Task goal: The line containing "the wooden workbench" marks the start; return it and every line after it in the listing below, exactly, through the last.

-- START OF Extracted entries --

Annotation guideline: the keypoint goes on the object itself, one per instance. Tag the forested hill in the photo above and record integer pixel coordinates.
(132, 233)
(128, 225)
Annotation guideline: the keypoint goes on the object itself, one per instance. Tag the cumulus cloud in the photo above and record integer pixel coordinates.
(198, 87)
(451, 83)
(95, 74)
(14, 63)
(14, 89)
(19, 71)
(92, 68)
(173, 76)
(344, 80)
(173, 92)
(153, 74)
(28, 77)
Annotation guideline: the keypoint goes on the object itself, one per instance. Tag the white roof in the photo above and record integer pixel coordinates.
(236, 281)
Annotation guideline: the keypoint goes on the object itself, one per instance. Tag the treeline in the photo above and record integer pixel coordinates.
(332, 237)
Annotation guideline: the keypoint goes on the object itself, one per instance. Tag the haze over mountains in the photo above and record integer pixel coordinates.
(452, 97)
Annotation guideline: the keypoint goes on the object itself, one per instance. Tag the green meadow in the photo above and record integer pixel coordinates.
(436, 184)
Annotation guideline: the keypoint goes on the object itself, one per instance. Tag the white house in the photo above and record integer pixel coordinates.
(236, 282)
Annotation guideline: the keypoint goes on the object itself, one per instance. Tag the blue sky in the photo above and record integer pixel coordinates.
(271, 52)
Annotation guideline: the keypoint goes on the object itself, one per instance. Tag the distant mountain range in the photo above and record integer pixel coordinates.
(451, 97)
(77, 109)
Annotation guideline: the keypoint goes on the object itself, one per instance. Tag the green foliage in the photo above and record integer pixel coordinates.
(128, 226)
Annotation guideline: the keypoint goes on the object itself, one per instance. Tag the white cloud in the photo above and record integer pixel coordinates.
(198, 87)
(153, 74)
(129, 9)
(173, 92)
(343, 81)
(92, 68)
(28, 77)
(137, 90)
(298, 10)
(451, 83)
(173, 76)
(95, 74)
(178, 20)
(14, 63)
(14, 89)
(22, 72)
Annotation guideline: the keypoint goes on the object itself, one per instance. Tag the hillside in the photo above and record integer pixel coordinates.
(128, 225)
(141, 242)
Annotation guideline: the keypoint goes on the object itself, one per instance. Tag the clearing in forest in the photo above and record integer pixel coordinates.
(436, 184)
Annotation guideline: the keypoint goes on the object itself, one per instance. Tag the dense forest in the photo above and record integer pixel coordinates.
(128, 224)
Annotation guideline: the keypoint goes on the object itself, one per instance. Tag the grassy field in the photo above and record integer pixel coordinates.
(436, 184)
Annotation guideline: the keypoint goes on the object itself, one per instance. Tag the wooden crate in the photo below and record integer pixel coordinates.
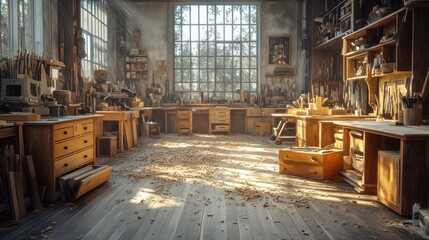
(151, 129)
(263, 128)
(79, 182)
(106, 146)
(311, 162)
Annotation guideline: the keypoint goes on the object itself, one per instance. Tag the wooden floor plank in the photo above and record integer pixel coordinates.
(213, 224)
(190, 225)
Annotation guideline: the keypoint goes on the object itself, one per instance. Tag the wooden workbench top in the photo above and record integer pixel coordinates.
(388, 129)
(56, 120)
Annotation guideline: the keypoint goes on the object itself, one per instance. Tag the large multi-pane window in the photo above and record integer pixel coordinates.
(4, 25)
(21, 26)
(94, 31)
(215, 50)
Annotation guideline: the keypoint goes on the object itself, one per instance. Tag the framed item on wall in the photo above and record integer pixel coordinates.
(279, 47)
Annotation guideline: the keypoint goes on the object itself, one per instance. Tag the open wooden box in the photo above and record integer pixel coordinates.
(81, 181)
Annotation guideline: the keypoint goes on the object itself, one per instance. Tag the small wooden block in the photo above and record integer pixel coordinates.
(106, 146)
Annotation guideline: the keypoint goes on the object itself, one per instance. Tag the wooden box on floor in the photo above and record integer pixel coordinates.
(388, 187)
(311, 162)
(263, 128)
(151, 129)
(81, 181)
(106, 146)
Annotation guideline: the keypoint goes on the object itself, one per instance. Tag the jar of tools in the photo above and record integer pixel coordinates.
(412, 109)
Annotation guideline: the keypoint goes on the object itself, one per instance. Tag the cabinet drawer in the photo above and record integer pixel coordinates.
(64, 133)
(64, 148)
(183, 124)
(221, 119)
(68, 130)
(87, 128)
(303, 157)
(221, 128)
(70, 163)
(183, 114)
(303, 170)
(357, 143)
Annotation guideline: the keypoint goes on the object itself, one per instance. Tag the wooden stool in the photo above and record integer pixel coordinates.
(106, 146)
(152, 129)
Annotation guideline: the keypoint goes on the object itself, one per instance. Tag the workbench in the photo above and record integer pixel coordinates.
(408, 176)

-- END OF Extracted entries --

Response to this exercise:
Annotation guideline: the keypoint goes on the object itself, one per instance. Tag the wooden workbench top in the photo above and record integer pixel coordinates.
(388, 129)
(56, 120)
Annotation guideline: the keypoint goes on the object itself, one per instance. Tag the large multi-pane window in the photo above and record integer pixel coordinates.
(4, 25)
(21, 26)
(94, 31)
(215, 50)
Annotation guideline: the keypoint goes on the object itself, one per instance. Tag the framed item on wall in the photo above and record integer pixel coordinates.
(279, 47)
Annotation guideline: the keypoint goes on the object itself, one per instance. Tag the open wooden box in the photo above and record integer pixel coordinates.
(81, 181)
Annotation guideline: the keypoint goes on the object itself, one per instance. Tag the small wooden block in the photo above and record integer pixel coordinates.
(106, 146)
Annotation guideline: the keypoint goes on the object itself, one per instance. Tag the wooden box on floor in the photo above and record integer pixel coordinates.
(388, 187)
(311, 162)
(263, 128)
(151, 129)
(81, 181)
(106, 146)
Annotation guideline: the keypoint goes on the object itself, one per instance. Tag the jar of tools in the photo above and record integer pixel coordinates.
(412, 109)
Annotation guideline: the keypoint goes on the object itself, one per instance. Tag the cabinet drawer in the photo above and record integer pixel coordinates.
(64, 133)
(64, 148)
(183, 124)
(221, 119)
(68, 130)
(87, 128)
(303, 157)
(221, 128)
(70, 163)
(183, 114)
(303, 170)
(357, 143)
Annotation guideline: the keypoint goes on the object itself, one per instance. Tag the wooden stool in the photo above and record integer pixel coordinates.
(106, 146)
(152, 129)
Annotation guideline: the keypoint goes on the object itself, one per instance. Tag the workbench in the photo above and record integer pixel coordinates.
(408, 176)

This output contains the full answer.